**Kutipan Pilihan:**
§
Minggu, 28 April 2013

Saudara Bantai Saudara

    Tangis huru-hara agaknya tak pernah kering. Para mahasiswa yang baku hantam dengan aparat makin mencekam di jantung negeri. Bahkan dengan sesama pelajar yang menyandang predikat “maha.” Aduh, mesti darimana kita menjawab pertanyaan amat pelik tentang orang kita? Bahkan, Di Timur nusantara jua terjadi, orang-orang ribut-ribut soal tapal batas pedesaan.

    Di pagi buta, aku disambut miris begitu baca surat kabar. Terjadi di Indonesia Timur. Seperti yang kutulis diatas, warga desa Bikomi, NTT, pasang patok batas desa sembarang. Lantas warga desa Oe-Talus (Desa yang bersebalahan dengan Bikomi) jelas tak terima. Amarah membuncah, lalu saling hajar. Pukul ya balas pukul. Dendam memicu tragedi kian parah, hewan ternak milik warga Oe-Talus kena sabet sampai mati. Untung saja hanya hewan ternak yang mati. Bagaimana jika nanti leher orang yang kena sabet? Bukan pukul dibalas pukul, pasti darah dibalas darah.
§
**Tujuan:**
1: Menurut kutipan tentang bentrokan antardesa di atas, apa yang dilakukan warga desa Bikomi sehingga warga Oe-Talus tidak terima?
2: Tolong lanjutkan kutipan tentang bentrokan antardesa di atas mulai dari kalimat sesudah "pasti darah dibalas darah."

**Data yang Disediakan:**
§
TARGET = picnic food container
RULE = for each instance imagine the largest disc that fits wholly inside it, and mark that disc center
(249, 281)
§
**Jawaban yang Diharapkan:**
1: Warga desa Bikomi memasang patok batas desa secara sembarangan.

2:
    Atau ada peristiwa yang lebih parah. Kebetulan terjadi di tempat yang pernah kusinggahi, bahkan aku rindu ingin kesana. Sekitar empat bulan silam terjadi tragedi berdarah di Maluku. Warga desa Sepa, Maluku Tengah, kena sabet parang orang Hualoy. Tidak tanggung-tanggung, 5 orang kena bantai. Semuanya dari desa Sepa, tempat yang pernah kusambangi.

    Ini aneh, saudara bantai saudara sendiri bahkan sesama rambut keriting. Seharusnya bisa bangun tanah nenek moyang bersama. Di belakang rumah ada gunung menjulang, hewan ternak bisa hidup enak. Ladang pertanian tumbuh subur. Di depan pekarangan kekayaan laut seolah tak ada habisnya. Jutaan batu putih terhampar di tepian pantai, bahkan orang jepang juga ambil batu dari kita. Lalu orang kita ribut-ribut soal batas desa.

    Manusia tak lagi merasa ada hukum. Rupanya mereka punya hukum sendiri, mungkin namanya “Hukum parang”.  Saudara di pelosok sana pasti rindu kasih sayang penguasa. Mereka terus-menerus jadi korban orang di istana. Betapa tidak, mereka pasti merasa apalah gunanya meja hijau jika semuanya selesai dengan parang.

    Elit istana malah sibuk membuat dinasti. Setelah puas jadi penguasa, anggota keluarga mulai duduk di singgasana. Anak, menantu, suami, jadi prioritas legislator. Jika aku jadi penguasa, aku pun bisa. Nanti akan aku angkat tukang kebunku jadi legislator. Semua bisa berbuat demikian, namun demokrasi jadi cacat.

    Ribut-ribut soal kursi, lalu katorang lantas jadi budak kekerasan. Akhirnya, saudaraku di Timur, entah di Bikomi, Sepa, Hualoy, Oe-Talus, mungkin juga yang lainnya, pasti ingin buat negara sendiri. Belum lagi merasa jadi budak asing. Lalu bingung, sebenarnya kita tinggal di tanah siapa?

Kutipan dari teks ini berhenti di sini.